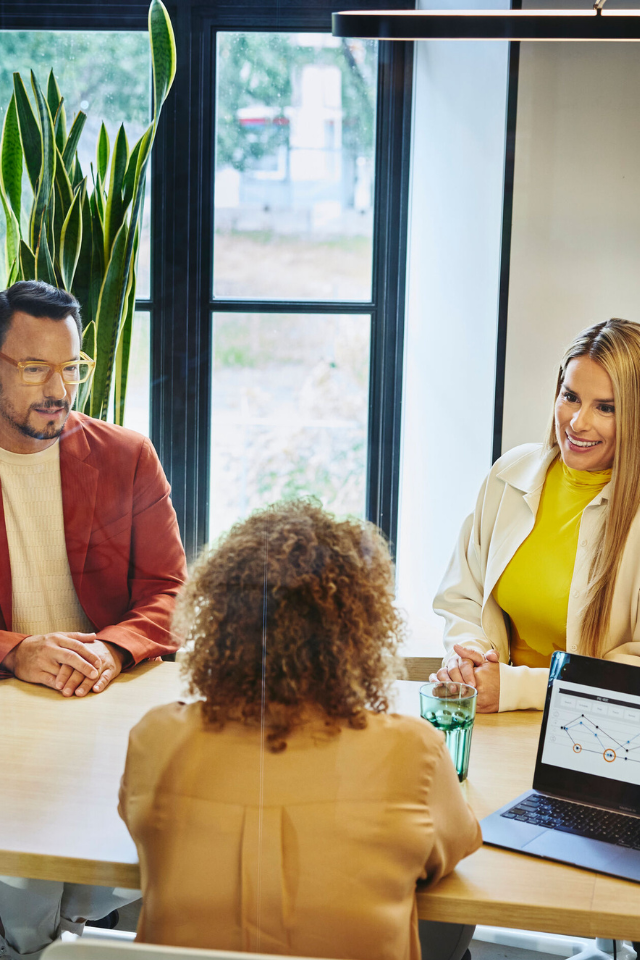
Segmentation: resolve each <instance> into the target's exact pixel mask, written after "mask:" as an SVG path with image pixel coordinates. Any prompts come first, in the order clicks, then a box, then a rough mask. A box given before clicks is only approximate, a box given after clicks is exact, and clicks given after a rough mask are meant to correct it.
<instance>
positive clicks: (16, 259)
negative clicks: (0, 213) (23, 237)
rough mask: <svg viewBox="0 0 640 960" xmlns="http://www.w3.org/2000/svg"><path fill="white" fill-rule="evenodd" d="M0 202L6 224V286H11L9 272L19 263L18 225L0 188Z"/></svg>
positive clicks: (9, 204) (19, 253)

------------------------------------------------------------

Problem to solve | Copy down each line in the entries that has the word "rough".

Result of this task |
Segmentation: resolve each <instance> into the target's exact pixel mask, written after "mask:" as an SVG path with image pixel coordinates. Any prompts come first, in the order clicks, then a box, then a rough mask. A box given before clicks is only approximate, a box given after clicks is exact, and clicks given after a rough mask are meant to correct it.
rough mask: <svg viewBox="0 0 640 960" xmlns="http://www.w3.org/2000/svg"><path fill="white" fill-rule="evenodd" d="M0 202L6 224V286H11L9 272L19 263L18 225L0 188Z"/></svg>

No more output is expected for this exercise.